| Consegna |
Continua il brano su Glass Onion – Knives Out subito dopo l'ultima frase riportata.
··· Brano fornito
Vi è poi un accenno – proprio un accenno, nulla più – alla vita affettiva del detective protagonista: ebbene, cui prodest? Quella relazione, con tanto di illustre cameo, che speriamo possa diventare qualcosa di più in un ipotetico terzo capitolo, nel dipanarsi della storia non ha alcuna valenza né concreta né emotiva (attraverso magari un ricordo, un input involontario, una dinamica intra-relazionale, che innesca uno sviluppo extra ecc.). Meglio: non esiste proprio.
In un certo senso Glass Onion – Knives Out, perso tra lo sberleffo alle stravaganze hollywoodiane e un citazionismo un po’ decontestualizzato – il guru esaltato di Magnolia è abbastanza straniante – non riesce a mantenere a lungo quella specie di senso caleidoscopico della verità/finzione di cui parla Lacan nel volume primo degli Scritti, quando analizza La lettera rubata, di Poe: «[…] basta a farci notare in questo racconto una verosimiglianza così perfetta, che si può dire che la verità vi riveli il suo ordinamento di finzione.» (J. Lacan, Scritti. Volume primo, a cura di G. B. Contri, Milano, Fabbri Editori, 2007, p. 14)
······
··· Voci fornite
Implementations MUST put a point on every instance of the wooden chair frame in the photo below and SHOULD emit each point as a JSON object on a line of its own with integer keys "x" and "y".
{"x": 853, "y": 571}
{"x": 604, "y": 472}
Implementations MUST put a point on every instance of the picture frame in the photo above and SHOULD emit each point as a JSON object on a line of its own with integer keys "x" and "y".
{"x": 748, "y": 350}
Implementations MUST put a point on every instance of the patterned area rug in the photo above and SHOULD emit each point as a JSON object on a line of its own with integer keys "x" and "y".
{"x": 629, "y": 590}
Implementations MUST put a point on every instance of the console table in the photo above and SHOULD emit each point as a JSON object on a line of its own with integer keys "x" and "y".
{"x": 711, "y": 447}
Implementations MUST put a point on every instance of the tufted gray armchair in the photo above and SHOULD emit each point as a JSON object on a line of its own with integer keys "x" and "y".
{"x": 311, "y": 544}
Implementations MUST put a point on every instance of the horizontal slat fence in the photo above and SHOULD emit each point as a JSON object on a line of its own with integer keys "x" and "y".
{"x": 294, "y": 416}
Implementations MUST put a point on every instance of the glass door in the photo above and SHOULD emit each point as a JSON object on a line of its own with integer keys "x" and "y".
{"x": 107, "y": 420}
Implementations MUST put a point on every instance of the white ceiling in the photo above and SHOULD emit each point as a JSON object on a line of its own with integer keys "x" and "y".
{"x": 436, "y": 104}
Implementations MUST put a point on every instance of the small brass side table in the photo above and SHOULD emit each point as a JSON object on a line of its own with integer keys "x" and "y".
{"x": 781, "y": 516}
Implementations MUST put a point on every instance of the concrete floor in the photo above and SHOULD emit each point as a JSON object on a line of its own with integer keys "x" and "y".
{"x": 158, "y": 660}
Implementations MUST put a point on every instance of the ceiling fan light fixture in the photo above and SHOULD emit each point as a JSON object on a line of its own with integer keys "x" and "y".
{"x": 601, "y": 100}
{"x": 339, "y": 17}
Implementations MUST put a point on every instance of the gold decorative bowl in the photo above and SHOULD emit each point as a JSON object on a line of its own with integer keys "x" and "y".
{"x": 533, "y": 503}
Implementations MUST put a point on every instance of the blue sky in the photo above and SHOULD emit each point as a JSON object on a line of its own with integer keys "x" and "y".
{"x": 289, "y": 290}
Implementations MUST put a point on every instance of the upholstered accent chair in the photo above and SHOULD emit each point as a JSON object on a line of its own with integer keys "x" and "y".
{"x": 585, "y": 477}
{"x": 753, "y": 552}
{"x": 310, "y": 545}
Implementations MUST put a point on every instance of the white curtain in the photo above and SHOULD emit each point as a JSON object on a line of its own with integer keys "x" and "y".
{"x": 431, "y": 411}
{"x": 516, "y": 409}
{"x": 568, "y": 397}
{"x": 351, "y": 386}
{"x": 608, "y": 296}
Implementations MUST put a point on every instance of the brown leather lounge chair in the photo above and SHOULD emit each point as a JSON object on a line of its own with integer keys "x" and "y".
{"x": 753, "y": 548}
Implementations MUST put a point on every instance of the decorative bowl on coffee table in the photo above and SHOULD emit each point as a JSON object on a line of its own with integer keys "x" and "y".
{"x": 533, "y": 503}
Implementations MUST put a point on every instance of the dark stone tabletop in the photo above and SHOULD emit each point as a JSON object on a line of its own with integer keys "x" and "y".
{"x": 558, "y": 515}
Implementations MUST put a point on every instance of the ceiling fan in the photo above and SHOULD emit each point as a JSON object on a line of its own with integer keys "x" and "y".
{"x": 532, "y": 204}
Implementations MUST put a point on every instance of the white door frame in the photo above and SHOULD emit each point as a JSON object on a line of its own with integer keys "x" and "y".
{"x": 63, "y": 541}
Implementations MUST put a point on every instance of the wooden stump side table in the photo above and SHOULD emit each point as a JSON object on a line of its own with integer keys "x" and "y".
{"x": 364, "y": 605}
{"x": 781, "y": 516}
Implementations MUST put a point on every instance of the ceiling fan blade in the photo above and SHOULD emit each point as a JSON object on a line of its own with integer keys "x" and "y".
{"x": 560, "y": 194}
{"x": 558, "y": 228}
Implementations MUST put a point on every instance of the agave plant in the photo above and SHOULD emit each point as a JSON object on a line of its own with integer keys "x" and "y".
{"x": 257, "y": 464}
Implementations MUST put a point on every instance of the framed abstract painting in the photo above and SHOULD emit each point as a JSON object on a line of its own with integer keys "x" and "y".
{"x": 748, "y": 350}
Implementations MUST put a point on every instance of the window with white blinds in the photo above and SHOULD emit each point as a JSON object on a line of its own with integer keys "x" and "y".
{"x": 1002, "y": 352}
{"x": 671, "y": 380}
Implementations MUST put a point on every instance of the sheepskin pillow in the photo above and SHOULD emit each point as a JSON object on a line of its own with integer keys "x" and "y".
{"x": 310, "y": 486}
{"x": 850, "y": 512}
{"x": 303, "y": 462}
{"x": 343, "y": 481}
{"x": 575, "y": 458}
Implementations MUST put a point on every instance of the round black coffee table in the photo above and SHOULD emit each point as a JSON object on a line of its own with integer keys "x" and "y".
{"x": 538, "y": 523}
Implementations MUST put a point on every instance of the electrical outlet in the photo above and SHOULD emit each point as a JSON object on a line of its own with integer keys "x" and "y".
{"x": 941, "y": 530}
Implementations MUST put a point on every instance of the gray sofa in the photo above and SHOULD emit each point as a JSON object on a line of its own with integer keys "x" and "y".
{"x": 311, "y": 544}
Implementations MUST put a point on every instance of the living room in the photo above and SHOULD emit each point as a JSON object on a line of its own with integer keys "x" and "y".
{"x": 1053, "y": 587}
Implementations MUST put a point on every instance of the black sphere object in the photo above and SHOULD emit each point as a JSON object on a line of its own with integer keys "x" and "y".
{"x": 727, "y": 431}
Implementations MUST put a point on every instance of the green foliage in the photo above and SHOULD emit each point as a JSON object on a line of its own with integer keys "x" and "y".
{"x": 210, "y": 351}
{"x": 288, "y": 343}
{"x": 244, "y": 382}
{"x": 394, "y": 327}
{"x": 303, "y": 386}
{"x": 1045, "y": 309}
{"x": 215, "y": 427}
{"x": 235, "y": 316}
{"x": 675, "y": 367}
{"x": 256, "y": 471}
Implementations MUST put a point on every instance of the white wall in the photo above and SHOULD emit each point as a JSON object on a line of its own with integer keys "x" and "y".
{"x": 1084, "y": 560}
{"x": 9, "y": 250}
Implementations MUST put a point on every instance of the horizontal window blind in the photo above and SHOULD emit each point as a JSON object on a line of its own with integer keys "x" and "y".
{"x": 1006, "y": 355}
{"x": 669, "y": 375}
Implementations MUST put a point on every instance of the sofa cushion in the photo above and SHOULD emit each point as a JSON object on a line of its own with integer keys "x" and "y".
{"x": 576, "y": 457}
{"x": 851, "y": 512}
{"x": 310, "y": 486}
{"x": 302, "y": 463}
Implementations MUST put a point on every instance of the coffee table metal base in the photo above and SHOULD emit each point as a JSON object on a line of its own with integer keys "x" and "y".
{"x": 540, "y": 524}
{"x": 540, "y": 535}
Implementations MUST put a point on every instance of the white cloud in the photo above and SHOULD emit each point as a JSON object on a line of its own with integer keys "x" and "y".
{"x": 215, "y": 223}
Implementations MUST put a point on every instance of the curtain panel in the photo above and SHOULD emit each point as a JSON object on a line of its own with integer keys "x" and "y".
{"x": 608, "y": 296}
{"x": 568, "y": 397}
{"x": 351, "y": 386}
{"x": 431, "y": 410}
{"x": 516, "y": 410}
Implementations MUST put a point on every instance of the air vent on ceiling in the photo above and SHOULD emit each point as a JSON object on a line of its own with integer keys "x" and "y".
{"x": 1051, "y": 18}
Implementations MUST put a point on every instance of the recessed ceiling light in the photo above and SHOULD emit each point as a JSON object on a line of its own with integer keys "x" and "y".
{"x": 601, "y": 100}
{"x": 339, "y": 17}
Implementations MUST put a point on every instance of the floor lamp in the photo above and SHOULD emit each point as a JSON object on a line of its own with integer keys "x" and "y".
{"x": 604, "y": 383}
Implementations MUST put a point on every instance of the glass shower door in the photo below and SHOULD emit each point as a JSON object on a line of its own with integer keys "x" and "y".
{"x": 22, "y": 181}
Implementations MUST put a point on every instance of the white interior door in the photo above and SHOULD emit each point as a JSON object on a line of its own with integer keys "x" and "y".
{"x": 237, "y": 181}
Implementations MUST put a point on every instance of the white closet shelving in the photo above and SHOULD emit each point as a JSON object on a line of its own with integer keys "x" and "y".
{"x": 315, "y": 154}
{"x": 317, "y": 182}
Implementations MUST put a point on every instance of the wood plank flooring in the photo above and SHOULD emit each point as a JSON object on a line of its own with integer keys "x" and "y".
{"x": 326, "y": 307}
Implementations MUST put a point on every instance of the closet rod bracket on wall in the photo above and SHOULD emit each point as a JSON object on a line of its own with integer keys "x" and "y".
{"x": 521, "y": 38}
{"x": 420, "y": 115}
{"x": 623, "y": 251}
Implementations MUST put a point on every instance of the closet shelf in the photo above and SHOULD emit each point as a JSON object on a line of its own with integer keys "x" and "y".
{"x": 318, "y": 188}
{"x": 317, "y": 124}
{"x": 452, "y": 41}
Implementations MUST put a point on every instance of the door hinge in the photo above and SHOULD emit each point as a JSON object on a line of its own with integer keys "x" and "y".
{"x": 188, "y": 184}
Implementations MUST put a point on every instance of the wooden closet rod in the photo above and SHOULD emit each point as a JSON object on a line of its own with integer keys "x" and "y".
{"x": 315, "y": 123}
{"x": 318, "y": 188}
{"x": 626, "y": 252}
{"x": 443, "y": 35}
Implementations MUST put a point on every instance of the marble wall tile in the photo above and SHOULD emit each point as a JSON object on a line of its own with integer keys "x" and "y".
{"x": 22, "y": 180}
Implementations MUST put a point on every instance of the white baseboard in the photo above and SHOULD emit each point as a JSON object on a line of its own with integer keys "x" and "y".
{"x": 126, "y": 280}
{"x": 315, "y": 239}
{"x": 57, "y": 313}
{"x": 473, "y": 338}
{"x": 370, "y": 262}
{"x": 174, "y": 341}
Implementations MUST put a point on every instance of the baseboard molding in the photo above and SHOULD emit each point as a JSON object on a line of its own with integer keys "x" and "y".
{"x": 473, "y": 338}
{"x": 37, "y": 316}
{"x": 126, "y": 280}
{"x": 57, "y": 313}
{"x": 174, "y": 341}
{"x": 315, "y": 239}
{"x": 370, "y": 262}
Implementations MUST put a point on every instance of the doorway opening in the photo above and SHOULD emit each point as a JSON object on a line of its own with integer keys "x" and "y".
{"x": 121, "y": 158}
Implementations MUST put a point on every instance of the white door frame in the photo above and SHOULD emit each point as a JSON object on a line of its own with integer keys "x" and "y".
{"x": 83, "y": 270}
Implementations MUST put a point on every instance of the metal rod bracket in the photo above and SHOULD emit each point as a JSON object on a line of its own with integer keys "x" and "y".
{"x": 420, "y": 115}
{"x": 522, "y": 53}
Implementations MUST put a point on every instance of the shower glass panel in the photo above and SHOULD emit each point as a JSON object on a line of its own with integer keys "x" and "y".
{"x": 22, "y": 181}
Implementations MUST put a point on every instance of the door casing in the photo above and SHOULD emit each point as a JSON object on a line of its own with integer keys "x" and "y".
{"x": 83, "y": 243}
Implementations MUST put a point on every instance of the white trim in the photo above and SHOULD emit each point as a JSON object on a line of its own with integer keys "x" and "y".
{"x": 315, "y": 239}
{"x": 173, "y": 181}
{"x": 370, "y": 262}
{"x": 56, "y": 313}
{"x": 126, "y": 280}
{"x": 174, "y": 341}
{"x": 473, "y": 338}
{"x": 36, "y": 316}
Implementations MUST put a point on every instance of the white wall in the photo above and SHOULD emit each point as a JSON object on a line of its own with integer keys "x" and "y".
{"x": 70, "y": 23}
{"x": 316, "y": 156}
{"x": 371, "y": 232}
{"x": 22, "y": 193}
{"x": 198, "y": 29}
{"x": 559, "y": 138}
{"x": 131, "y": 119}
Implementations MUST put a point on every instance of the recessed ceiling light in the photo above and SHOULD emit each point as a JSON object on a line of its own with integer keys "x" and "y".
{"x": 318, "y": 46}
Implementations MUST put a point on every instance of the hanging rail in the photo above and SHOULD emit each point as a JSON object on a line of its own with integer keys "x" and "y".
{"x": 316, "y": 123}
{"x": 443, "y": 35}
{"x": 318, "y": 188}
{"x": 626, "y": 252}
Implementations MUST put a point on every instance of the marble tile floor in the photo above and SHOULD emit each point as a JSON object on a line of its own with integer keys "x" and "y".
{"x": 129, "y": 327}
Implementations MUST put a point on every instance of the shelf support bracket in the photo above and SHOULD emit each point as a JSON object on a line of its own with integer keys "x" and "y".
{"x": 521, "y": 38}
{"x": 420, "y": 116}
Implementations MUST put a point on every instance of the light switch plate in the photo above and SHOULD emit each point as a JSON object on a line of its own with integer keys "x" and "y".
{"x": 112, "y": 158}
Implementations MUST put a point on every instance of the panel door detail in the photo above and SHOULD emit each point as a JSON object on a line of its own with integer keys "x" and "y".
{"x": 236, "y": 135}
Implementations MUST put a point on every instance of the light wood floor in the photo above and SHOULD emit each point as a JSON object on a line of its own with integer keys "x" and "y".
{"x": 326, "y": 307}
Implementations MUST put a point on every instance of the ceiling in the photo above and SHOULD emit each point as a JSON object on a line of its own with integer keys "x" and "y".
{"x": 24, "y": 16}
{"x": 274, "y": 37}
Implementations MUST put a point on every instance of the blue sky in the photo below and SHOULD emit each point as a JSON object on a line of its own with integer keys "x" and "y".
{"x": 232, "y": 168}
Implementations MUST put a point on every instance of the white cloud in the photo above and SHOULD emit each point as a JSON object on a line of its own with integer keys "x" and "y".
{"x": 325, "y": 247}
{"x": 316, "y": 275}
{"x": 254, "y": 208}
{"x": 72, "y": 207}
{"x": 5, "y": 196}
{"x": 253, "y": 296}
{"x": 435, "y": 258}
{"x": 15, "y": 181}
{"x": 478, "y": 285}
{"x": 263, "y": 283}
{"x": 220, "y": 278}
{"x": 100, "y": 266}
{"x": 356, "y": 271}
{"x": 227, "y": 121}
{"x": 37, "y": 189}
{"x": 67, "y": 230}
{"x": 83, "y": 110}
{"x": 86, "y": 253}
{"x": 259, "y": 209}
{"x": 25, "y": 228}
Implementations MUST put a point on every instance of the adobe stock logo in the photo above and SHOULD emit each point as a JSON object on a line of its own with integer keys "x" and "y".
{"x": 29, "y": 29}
······
| Soluzione |
Nel lavoro di Johnson tutto è esplicito – forzature comprese – o viene a quel livello di realtà riportato: il vetro ideologico, davanti alla disgregazione fasulla, è più trasparente che traslucido; in un certo senso è la resa di fronte alla possibilità di ricondurre lo spettatore al ruolo, sia pure marginale, nel contesto specifico, di complice di un mezzo disastro sociale. Così, invece di demolire, su un piano figurato, il capitalismo megalomane e straccione di cui Miles Bron è perfetta rappresentazione, non meno dei suoi ospiti citrulli, il regista si accontenta di punire il colpevole – colpevole anche di stupidità, una stupidità non innocua, ahinoi – lasciando intatta la struttura (gli ex complici redenti); invece di arrivare al nucleo della cipolla, si accontenta di pelarne pochi strati, quelli che non incrinano troppo lo status quo, che non ci fanno avvertire di trovarci in uno spazio poco confortevole: «It was just a game».
Rian Johnson può far vanto, senza tema di smentita, di un cast in grande spolvero, soprattutto l’irresistibile Craig che, smessi i panni inamidati di Bond-James Bond, si cala per la seconda volta, con ancora maggiore intelligenza e (auto)ironia, nel ruolo del “miglior detective del mondo”, Benoit Blanc. Il risultato però è più simile a una cena al fastfood: lo stomaco è sazio – fuor di metafora, le due ore e passa vanno via svelte e non ci si annoia mai – ma alla fine non si è certi di aver goduto davvero.